### Data lines
☆ ☆ ☆ ☆
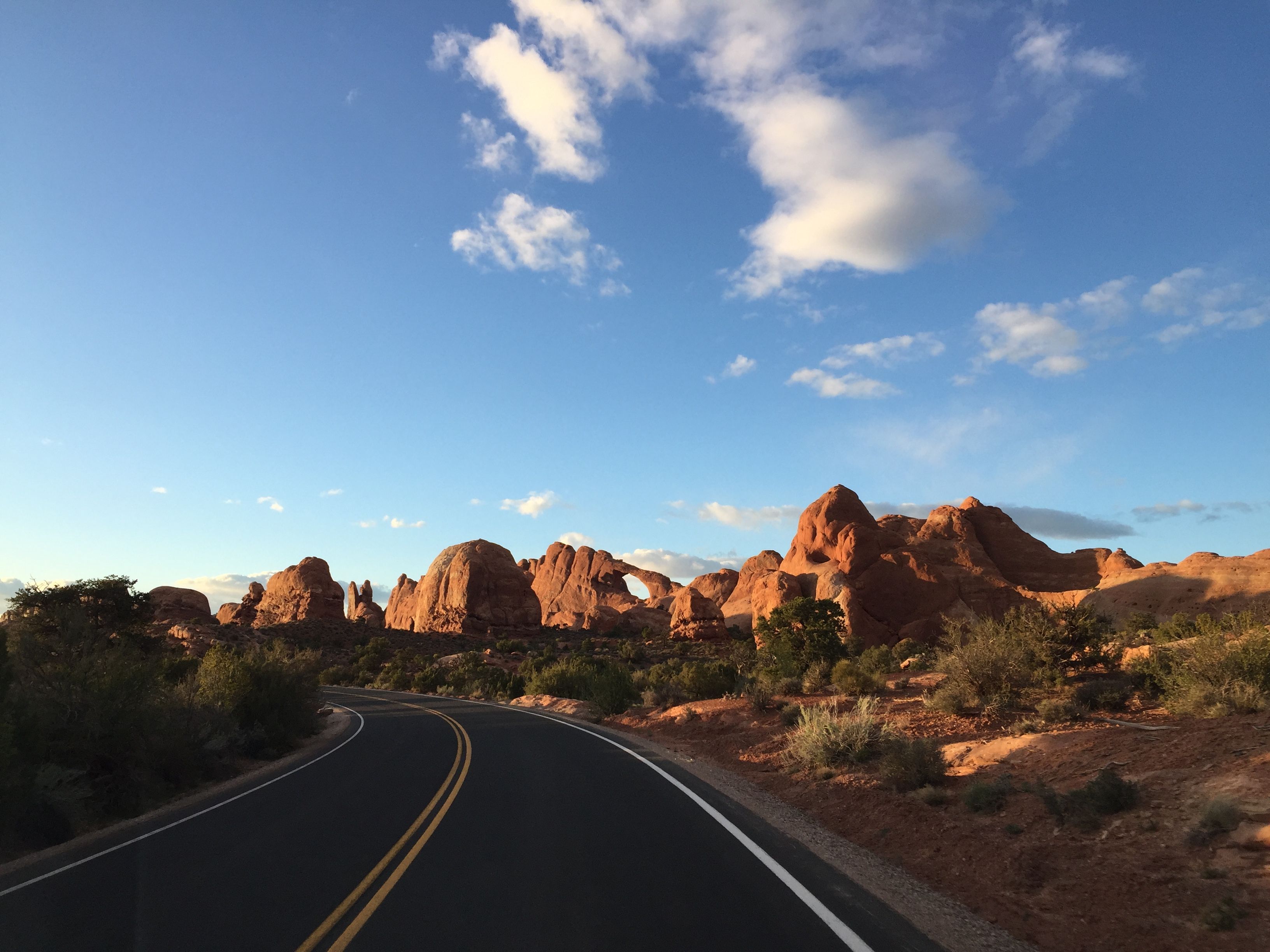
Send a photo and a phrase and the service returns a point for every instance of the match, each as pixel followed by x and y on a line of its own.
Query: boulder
☆ ☆ ☆ ☆
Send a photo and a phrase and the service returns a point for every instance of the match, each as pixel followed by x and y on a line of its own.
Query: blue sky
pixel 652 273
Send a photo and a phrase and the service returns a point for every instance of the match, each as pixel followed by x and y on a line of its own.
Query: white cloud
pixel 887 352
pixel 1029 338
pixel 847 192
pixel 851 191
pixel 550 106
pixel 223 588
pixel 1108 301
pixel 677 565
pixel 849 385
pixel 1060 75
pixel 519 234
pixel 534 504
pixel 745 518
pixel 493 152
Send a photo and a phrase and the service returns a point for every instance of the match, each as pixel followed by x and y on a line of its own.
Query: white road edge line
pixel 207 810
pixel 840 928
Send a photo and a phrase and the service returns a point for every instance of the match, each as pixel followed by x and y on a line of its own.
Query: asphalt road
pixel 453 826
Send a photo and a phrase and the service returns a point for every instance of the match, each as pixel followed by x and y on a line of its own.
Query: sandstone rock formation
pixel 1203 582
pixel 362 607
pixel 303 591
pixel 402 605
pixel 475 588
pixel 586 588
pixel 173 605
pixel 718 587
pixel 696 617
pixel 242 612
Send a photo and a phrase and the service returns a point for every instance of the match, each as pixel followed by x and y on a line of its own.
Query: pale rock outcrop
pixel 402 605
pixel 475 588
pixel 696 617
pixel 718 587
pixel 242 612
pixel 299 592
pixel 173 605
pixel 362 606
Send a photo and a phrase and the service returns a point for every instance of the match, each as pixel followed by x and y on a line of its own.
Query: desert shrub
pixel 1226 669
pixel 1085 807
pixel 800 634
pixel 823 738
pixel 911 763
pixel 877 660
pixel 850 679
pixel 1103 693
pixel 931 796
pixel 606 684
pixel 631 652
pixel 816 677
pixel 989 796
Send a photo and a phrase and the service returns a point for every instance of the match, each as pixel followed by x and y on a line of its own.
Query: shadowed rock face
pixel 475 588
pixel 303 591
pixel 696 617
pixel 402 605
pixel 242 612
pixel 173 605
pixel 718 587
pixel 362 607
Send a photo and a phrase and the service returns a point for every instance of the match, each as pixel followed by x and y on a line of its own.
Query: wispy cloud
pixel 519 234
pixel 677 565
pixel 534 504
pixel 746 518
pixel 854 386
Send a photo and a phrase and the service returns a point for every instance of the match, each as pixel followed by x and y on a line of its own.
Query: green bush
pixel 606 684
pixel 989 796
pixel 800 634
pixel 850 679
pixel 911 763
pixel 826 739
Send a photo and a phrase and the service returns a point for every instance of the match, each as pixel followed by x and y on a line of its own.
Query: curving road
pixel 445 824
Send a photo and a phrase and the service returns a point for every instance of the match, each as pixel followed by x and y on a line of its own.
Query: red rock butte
☆ ☆ ☆ ☆
### Task directions
Find every line in the entries above that contains the word "white", and copy each one. Case matters.

### Exercise output
Query: white cloud
Query: white road edge line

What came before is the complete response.